_Stored entries_
──────────
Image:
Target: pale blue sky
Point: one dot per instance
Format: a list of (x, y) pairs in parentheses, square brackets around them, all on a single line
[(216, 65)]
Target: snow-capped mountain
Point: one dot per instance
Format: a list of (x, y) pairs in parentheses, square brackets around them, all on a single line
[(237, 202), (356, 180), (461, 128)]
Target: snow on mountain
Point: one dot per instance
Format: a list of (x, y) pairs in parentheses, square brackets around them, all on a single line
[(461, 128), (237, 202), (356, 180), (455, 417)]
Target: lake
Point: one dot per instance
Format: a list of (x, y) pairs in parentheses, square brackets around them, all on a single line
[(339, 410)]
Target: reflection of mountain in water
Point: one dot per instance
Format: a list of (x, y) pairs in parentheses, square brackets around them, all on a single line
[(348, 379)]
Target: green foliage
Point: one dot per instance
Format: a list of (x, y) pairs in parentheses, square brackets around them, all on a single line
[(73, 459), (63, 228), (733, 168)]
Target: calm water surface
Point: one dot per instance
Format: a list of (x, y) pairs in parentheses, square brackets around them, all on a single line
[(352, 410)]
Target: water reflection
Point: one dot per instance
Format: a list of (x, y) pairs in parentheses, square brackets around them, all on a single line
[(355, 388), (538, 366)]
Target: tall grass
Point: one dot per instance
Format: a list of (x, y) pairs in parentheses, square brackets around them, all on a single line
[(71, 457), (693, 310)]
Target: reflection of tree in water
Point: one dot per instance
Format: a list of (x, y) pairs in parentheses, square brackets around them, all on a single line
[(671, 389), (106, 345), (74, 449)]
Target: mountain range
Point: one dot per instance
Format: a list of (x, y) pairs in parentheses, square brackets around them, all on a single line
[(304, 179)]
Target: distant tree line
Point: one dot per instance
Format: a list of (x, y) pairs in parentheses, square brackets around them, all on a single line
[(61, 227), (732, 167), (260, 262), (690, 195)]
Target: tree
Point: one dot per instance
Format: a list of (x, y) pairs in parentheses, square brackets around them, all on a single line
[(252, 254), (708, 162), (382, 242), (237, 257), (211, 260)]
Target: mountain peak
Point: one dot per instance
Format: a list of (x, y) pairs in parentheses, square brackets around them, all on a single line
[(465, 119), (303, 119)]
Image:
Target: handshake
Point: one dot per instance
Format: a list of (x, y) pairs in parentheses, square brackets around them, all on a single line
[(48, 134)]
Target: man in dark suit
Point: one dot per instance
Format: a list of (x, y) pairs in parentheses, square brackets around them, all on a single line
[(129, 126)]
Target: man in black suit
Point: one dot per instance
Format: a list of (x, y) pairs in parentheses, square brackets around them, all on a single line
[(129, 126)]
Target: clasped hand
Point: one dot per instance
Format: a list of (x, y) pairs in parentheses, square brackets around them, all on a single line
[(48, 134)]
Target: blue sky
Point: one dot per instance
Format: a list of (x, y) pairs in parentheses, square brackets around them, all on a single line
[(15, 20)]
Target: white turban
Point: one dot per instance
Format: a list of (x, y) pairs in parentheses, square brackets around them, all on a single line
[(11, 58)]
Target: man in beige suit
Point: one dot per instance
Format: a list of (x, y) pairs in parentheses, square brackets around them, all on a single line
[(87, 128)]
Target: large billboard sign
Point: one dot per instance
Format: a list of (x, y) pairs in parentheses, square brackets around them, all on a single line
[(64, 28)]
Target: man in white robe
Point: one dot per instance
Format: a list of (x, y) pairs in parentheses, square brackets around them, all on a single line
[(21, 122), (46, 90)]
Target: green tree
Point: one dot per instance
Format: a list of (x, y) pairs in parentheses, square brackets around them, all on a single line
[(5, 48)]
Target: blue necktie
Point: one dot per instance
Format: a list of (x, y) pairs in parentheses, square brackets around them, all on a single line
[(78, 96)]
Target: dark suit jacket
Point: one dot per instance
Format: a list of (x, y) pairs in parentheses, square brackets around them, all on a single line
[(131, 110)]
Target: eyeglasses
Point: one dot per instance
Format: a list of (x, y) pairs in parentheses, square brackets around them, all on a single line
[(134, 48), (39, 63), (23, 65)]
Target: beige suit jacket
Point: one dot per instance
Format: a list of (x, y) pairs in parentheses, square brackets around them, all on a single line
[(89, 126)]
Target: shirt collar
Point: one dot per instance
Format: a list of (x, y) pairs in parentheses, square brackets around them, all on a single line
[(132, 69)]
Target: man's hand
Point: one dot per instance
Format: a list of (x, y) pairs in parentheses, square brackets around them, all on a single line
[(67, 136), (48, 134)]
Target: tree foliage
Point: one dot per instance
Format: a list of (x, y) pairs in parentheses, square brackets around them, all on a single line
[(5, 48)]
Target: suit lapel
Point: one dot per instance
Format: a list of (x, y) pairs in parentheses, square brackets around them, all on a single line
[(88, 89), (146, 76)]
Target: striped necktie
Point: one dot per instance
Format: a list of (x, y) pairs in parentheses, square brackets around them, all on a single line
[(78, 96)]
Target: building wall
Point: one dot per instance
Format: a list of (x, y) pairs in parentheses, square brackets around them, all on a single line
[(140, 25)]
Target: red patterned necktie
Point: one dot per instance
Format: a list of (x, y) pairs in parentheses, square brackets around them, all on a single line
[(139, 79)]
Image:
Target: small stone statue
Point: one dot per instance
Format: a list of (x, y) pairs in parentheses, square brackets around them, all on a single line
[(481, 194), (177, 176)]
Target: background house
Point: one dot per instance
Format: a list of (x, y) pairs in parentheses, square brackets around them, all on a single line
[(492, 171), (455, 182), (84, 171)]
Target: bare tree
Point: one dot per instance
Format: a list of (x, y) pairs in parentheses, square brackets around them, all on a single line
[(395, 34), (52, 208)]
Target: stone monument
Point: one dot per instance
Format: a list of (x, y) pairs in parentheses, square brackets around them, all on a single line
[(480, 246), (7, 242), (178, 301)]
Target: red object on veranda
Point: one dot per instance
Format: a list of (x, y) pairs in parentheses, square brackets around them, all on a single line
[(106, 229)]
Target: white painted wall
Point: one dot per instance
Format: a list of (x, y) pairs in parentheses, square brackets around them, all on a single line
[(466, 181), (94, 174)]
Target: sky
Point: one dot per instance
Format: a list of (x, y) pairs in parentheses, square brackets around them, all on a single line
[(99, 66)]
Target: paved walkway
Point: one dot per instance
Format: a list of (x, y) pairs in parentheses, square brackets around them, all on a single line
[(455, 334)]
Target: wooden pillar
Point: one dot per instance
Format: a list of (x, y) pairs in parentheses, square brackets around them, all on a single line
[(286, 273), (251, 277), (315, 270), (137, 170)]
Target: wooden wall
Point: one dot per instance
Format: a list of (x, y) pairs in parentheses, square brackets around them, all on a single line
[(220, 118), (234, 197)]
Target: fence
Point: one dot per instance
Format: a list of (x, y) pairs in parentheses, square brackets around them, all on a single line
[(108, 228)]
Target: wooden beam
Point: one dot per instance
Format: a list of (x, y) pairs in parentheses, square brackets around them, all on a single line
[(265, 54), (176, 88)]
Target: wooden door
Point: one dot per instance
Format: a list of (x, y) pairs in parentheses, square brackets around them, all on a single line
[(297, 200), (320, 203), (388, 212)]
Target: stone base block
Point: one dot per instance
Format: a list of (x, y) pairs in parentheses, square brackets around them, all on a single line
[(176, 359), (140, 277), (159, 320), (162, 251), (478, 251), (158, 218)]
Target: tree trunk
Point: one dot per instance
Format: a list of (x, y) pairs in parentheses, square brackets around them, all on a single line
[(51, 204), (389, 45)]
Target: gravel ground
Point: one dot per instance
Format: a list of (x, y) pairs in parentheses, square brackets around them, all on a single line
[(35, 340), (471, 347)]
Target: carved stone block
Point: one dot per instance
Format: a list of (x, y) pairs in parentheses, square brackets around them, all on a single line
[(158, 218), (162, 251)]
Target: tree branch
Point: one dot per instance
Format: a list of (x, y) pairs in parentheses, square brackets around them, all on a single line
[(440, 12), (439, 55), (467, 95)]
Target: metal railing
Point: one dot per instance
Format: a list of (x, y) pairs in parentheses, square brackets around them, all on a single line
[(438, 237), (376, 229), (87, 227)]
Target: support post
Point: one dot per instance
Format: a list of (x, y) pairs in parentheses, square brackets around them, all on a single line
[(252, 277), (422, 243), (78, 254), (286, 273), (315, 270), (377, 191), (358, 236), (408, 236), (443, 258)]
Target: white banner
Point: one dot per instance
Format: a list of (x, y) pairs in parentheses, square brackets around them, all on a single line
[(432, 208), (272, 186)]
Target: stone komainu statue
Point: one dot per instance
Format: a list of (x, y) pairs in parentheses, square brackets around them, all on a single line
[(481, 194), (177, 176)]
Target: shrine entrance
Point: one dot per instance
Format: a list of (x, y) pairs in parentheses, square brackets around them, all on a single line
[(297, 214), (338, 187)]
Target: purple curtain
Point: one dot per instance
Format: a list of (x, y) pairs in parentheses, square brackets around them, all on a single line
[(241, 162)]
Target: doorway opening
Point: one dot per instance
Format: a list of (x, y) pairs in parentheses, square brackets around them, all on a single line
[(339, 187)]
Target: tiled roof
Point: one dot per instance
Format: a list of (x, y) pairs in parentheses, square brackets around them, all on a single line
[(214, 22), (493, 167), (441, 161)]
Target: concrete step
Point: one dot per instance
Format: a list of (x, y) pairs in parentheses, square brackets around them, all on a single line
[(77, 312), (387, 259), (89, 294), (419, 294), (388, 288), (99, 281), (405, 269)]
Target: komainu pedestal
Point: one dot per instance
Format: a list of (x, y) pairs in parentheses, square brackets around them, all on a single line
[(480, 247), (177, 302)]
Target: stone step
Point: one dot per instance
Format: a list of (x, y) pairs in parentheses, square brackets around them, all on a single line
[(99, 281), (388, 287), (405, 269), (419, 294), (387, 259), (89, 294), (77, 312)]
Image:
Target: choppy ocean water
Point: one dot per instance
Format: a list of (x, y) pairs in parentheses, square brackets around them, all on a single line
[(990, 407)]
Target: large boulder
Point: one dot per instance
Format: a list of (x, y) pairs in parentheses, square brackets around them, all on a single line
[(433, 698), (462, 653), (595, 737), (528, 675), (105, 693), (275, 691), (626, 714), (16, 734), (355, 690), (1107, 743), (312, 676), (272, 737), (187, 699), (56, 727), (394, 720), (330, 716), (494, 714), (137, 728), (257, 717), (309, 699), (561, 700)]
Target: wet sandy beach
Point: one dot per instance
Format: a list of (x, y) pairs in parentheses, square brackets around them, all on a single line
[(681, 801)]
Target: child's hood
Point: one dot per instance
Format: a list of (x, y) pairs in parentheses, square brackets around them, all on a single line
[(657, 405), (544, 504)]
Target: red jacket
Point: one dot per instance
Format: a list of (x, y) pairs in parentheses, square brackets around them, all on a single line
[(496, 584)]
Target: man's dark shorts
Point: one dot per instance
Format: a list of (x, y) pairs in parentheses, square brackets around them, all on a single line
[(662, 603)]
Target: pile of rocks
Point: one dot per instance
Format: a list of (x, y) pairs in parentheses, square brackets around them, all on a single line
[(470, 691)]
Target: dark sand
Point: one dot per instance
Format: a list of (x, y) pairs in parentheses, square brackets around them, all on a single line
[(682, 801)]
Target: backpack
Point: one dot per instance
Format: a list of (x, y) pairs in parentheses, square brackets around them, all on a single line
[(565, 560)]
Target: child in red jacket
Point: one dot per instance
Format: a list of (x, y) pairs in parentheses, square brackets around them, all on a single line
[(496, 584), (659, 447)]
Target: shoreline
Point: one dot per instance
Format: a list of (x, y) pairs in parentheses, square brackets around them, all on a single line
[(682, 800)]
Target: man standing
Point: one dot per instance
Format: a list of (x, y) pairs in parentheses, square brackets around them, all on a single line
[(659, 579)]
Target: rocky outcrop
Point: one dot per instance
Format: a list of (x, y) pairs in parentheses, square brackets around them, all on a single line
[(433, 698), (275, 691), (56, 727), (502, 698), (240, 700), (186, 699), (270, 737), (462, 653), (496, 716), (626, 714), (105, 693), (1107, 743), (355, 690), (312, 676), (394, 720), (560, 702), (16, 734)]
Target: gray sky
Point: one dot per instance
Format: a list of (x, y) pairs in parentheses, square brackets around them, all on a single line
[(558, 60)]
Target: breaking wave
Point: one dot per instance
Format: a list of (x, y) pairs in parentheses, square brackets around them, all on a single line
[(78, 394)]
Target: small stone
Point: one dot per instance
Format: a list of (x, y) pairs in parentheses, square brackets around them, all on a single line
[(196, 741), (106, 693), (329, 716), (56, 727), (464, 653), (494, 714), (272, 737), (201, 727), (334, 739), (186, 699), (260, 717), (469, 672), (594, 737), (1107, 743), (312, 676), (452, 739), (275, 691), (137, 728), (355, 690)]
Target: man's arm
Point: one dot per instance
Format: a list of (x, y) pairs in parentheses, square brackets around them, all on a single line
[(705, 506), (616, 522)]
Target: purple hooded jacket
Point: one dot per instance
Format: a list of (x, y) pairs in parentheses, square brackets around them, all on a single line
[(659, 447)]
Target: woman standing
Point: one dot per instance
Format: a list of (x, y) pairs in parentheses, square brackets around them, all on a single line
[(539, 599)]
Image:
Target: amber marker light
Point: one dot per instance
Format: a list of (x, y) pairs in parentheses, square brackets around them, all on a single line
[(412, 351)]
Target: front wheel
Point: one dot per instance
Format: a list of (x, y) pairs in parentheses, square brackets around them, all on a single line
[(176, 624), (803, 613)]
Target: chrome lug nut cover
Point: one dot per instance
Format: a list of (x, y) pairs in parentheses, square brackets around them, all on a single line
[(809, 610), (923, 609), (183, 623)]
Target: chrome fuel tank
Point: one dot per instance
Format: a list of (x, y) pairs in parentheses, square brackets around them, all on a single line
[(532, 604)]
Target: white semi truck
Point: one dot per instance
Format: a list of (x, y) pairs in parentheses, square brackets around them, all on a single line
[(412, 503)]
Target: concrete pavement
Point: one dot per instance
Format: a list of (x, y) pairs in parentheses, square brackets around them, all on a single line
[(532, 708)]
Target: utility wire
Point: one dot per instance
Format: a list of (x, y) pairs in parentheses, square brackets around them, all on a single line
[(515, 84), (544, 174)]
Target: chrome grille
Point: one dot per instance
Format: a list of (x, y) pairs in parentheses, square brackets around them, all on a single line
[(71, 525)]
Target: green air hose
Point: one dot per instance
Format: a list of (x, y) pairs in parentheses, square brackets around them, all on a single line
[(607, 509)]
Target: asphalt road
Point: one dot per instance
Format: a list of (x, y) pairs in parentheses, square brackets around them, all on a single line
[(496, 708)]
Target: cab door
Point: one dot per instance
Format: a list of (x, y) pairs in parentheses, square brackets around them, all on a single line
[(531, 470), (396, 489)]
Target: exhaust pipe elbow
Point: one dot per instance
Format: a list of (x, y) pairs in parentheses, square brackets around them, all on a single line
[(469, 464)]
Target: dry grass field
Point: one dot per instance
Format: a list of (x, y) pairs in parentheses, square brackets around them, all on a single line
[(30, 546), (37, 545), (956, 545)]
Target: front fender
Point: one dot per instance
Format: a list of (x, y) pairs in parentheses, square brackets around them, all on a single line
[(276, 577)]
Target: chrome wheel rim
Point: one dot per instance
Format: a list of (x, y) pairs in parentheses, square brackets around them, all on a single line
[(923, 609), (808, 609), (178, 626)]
──────────
_Directive_
Extract exactly the lines between the line containing "Target: front wheel" and the end of the data, including both.

_Exercise response_
Target: front wheel
Point: one dot per instance
Format: a list of (x, y) pairs in parentheses, square brackets around them, all on a single line
[(176, 624), (803, 613)]
Target: chrome lug nut cover
Point: one dot per instance
Format: a list of (x, y) pairs in parentheses, square brackets around them, all on a single line
[(809, 610), (923, 609), (183, 623)]
Target: chrome fuel tank
Point: one dot per instance
Format: a list of (x, y) pairs in parentheses, square brackets around them, all on a single line
[(532, 604)]
Target: white semi truck
Point: one dot per instance
Format: a list of (x, y) pairs in parentheses, square brackets around them, all on a single line
[(412, 503)]
Target: concrete pavement
Point: one dot per instance
Format: a list of (x, y) pairs in parentheses, square brackets around them, all on a single line
[(532, 708)]
Target: utility wire
Point: one dot per instance
Format: a list of (x, y) pairs in parentheses, square brackets around them, all on a single line
[(515, 84), (544, 174)]
Target: chrome grille
Point: one dot per instance
Format: a list of (x, y) pairs in parentheses, square brackets around them, all on a single line
[(71, 525)]
Target: green air hose
Point: one dot per instance
Format: a list of (x, y) pairs in parentheses, square brackets around them, all on a single line
[(607, 509)]
Target: asphalt road
Point: one dot per instance
Format: a list of (x, y) pairs in parentheses, square brackets around them, all on a single line
[(496, 708)]
Target: cab door
Point: one dot per instance
Format: a list of (x, y) pairs in parentheses, square brackets around them, all on a single line
[(531, 470), (396, 489)]
Target: exhaust pipe elbow
Point: one dot per instance
Format: a list of (x, y) pairs in parentheses, square brackets around them, all on a single line
[(469, 464)]
Target: dry grass field
Point: one dot per instance
Format: a list of (x, y) pairs in parentheses, square brackets around them, all on a single line
[(30, 546), (37, 545), (956, 545)]
Target: front fender
Point: one dot per instance
Format: a list of (x, y) pairs in parentheses, square brackets around them, all on a single line
[(276, 577)]
Target: chrome wheel rim
Point: one dot per instance
Format: a list of (x, y) pairs in parentheses, square brackets around them, all on a single line
[(923, 609), (808, 609), (178, 626)]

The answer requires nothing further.